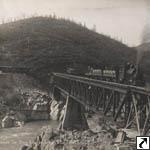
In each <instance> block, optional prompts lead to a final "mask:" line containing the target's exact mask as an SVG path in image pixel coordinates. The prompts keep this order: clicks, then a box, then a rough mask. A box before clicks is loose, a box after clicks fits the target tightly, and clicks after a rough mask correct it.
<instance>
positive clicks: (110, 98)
mask: <svg viewBox="0 0 150 150" xmlns="http://www.w3.org/2000/svg"><path fill="white" fill-rule="evenodd" d="M52 78H53V85H54V86H53V87H54V92H55V90H56V89H57V90H60V91H61V92H63V93H65V94H66V95H69V96H70V97H71V98H72V99H74V100H75V101H77V102H79V103H80V104H82V105H83V106H84V107H85V108H87V109H89V110H92V111H94V112H99V111H100V110H103V113H104V115H112V117H113V118H114V121H118V120H120V119H121V120H123V121H124V127H125V128H129V127H136V128H137V130H138V132H139V134H140V135H145V134H147V133H148V131H149V118H150V91H149V90H147V89H145V88H142V87H136V86H130V85H124V84H119V83H114V82H107V81H101V80H95V79H90V78H85V77H80V76H75V75H70V74H63V73H53V76H52Z"/></svg>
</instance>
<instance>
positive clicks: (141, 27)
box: [0, 0, 150, 46]
mask: <svg viewBox="0 0 150 150" xmlns="http://www.w3.org/2000/svg"><path fill="white" fill-rule="evenodd" d="M148 1H150V0H0V20H2V19H5V20H8V19H9V18H20V17H22V16H23V15H26V16H29V15H32V14H35V13H36V14H39V15H45V14H52V13H54V12H55V14H56V15H58V16H62V17H66V18H70V19H74V20H75V21H77V22H82V23H84V22H85V23H86V24H87V26H88V27H89V28H92V27H93V25H94V24H95V25H96V28H97V32H99V33H103V34H106V35H110V36H111V37H115V38H118V39H122V40H123V42H124V43H126V44H128V45H129V46H135V45H139V44H140V43H141V41H142V37H143V30H144V27H145V26H147V24H148V20H149V19H148V16H149V15H148V14H149V6H150V3H149V2H148Z"/></svg>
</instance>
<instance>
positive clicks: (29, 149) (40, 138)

DESCRIPTION OF THE TASK -> Every line of the listing is to be repeated exactly, and the pictures are to be dropped.

SOLUTION FOR THIS PROBLEM ->
In each <instance> block, optional prompts lead to a final "mask:" line containing the target's exact mask as an SVG path in image pixel coordinates. The prompts keep this order: clicks, then a box, then a rough mask. A box before clicks is loose, a box after clicks fits the target tightly, and clicks after a rough mask correct it.
<instance>
positive clicks: (110, 98)
mask: <svg viewBox="0 0 150 150" xmlns="http://www.w3.org/2000/svg"><path fill="white" fill-rule="evenodd" d="M52 78H53V85H54V86H53V87H54V92H55V90H56V89H57V90H60V91H61V92H63V93H65V94H66V95H69V96H70V97H71V98H72V99H74V100H75V101H77V102H79V103H80V104H82V105H83V106H84V107H85V108H87V109H89V110H92V111H94V112H99V111H100V110H103V113H104V115H112V117H113V118H114V121H118V120H120V119H121V120H123V121H124V127H125V128H129V127H136V128H137V130H138V132H139V134H140V135H145V134H147V133H148V131H149V118H150V91H149V90H147V89H145V88H142V87H136V86H130V85H124V84H119V83H114V82H107V81H101V80H95V79H90V78H85V77H80V76H75V75H70V74H63V73H53V76H52Z"/></svg>
</instance>
<instance>
positive clicks: (141, 27)
box: [0, 0, 150, 46]
mask: <svg viewBox="0 0 150 150" xmlns="http://www.w3.org/2000/svg"><path fill="white" fill-rule="evenodd" d="M148 1H150V0H0V20H2V19H5V20H8V19H9V18H20V17H22V16H23V15H26V16H29V15H32V14H35V13H36V14H39V15H45V14H52V13H54V12H55V14H56V15H58V16H62V17H66V18H70V19H74V20H75V21H77V22H82V23H84V22H85V23H86V24H87V26H88V27H89V28H92V27H93V25H94V24H95V25H96V28H97V32H99V33H103V34H106V35H110V36H111V37H115V38H118V39H122V40H123V42H124V43H126V44H128V45H129V46H135V45H139V44H140V43H141V41H142V37H143V30H144V27H145V26H147V24H148V20H149V19H148V16H149V15H148V14H149V6H150V3H149V2H148Z"/></svg>
</instance>
<instance>
positive clicks: (29, 149) (40, 138)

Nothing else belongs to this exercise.